begin Source extract

Polygon zkEVM: mainnet beta is live. The most eagerly awaited tech news of the year

Polygon zkEVM: the mainnet beta is live. What do you need to know?

Everything you need to know about Polygon zkEVM, Ethereum’s Layer 2 that exploits zero-knowledge technology

We’re live: the Polygon zkEVM mainnet beta went online on 27 March. MATIC‘s blockchain team announced on 20 July 2022 the development of an innovative scalability solution for Ethereum (Layer 2), capable of improving the performance of the entire industry. Thus, the Polygon zkEVM was born, combining zero-knowledge (ZK) technology and compatibility with the Ethereum Virtual Machine

The project has become the most eagerly awaited tech news in recent months, so much so that 2023 has been dubbed the year of ‘zero-knowledge’.  

Now that the mainnet beta is live, here’s everything you need to know about Polygon zkEVM, Ethereum’s latest scalability innovation!

Polygon zkEVM: blockchain focuses on zero-knowledge

For Ethereum, there is no more pressing challenge than scalability. The increasing amount of dapps and DeFi services using its network are testing its efficiency. The number of transactions to be processed increases day by day and according to Polygon, the most promising solution to meet this challenge are Layer 2s based on zero-knowledge technology. Which allows so many transactions to be processed at once and at a reduced cost. 

One type of Layer 2 derived from this technology are rollups. These aggregate a series of  off-chain transactions into a ‘rollup’ that is transferred to the reference Layer 1 blockchain with one and only one proof of validity for all transactions (zero-knowledge proof). In other words, transactions are not verified one by one, transferring a large amount of data to Ethereum. Everything is reduced to a single step.

end Source extract
begin Data section

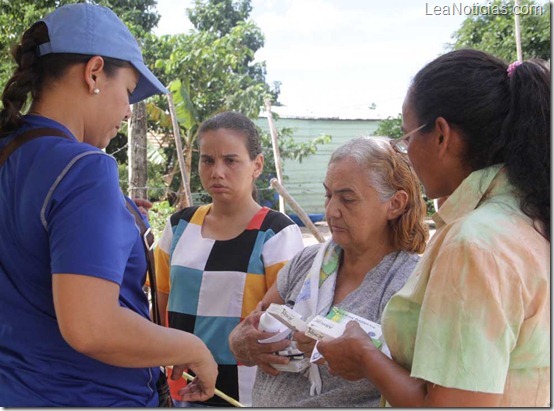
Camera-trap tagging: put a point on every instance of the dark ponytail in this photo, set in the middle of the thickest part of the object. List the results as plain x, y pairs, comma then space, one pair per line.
25, 79
502, 118
33, 72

end Data section

- _Directives_
1. Repeat the part of the Polygon zkEVM article that opens with the words containing "We’re live: the" and closes with "latest scalability innovation!", switching "mainnet beta" to "beta mainnet".
2. Does the Polygon zkEVM article support each of these statements? Answer yes or no for each, quoting the deciding words.
(a) The Polygon zkEVM mainnet beta went online on 27 March.
(b) The development of the scalability solution was announced on 20 July 2023.
(c) Rollups verify transactions one by one.

- _Expected answers_
1.
We’re live: the Polygon zkEVM beta mainnet went online on 27 March. MATIC‘s blockchain team announced on 20 July 2022 the development of an innovative scalability solution for Ethereum (Layer 2), capable of improving the performance of the entire industry. Thus, the Polygon zkEVM was born, combining zero-knowledge (ZK) technology and compatibility with the Ethereum Virtual Machine

The project has become the most eagerly awaited tech news in recent months, so much so that 2023 has been dubbed the year of ‘zero-knowledge’.  

Now that the beta mainnet is live, here’s everything you need to know about Polygon zkEVM, Ethereum’s latest scalability innovation!

2.
(a) Yes: "the Polygon zkEVM mainnet beta went online on 27 March"
(b) No: "announced on 20 July 2022 the development of an innovative scalability solution for Ethereum"
(c) No: "transactions are not verified one by one"